• [Records for this task]
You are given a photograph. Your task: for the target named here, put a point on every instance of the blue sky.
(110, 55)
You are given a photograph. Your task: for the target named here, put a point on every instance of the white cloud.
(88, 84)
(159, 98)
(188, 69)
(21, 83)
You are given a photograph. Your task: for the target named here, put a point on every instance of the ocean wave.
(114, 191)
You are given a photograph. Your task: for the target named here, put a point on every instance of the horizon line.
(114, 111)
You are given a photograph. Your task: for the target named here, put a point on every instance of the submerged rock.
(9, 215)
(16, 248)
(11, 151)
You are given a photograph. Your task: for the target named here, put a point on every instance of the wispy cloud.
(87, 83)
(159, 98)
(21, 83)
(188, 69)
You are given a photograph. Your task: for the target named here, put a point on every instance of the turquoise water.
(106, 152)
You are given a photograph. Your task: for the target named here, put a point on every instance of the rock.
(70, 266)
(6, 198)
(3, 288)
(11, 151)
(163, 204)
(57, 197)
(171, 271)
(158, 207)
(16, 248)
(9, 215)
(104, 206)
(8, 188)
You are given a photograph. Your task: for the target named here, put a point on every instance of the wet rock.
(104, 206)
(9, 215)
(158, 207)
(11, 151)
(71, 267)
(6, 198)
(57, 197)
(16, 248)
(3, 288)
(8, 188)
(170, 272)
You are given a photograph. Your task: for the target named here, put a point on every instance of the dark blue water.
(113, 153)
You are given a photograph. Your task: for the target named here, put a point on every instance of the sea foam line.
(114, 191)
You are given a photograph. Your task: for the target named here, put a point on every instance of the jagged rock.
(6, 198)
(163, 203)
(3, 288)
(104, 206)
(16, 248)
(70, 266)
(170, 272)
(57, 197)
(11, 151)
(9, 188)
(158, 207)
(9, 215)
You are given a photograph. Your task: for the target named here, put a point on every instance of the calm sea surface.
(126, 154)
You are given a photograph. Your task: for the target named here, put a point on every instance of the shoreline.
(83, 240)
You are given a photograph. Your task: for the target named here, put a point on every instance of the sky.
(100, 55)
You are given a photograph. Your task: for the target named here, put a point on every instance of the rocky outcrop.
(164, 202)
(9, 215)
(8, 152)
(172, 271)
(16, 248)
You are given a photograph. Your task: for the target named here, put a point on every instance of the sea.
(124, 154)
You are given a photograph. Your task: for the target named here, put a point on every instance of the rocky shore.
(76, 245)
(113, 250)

• [The exercise] Render the stretch of the listing from the line containing "of the shoreline." through the end of the listing as a Markdown table with the columns Row and Line, giving each line its own numbered row and omitting blank lines.

• [Reply]
| Row | Line |
|---|---|
| 1 | You are given a photograph. Your task: for the target named here, put a point on every instance of the shoreline. |
| 2 | (83, 240) |
| 3 | You are given a photograph. Your task: for the target named here, put a point on every instance of the sky. |
| 4 | (100, 55) |
| 5 | You are given a photograph. Your task: for the target named here, put a point on every instance of the rocky outcrop. |
| 6 | (164, 202) |
| 7 | (9, 215) |
| 8 | (8, 152) |
| 9 | (172, 271) |
| 10 | (16, 248) |
| 11 | You are given a photograph. Your task: for the target named here, put a point on every instance of the sea. |
| 12 | (124, 154) |
| 13 | You are given a photograph. Your task: for the target named here, put a point on every instance of the rocky shore. |
| 14 | (76, 245) |
| 15 | (113, 250) |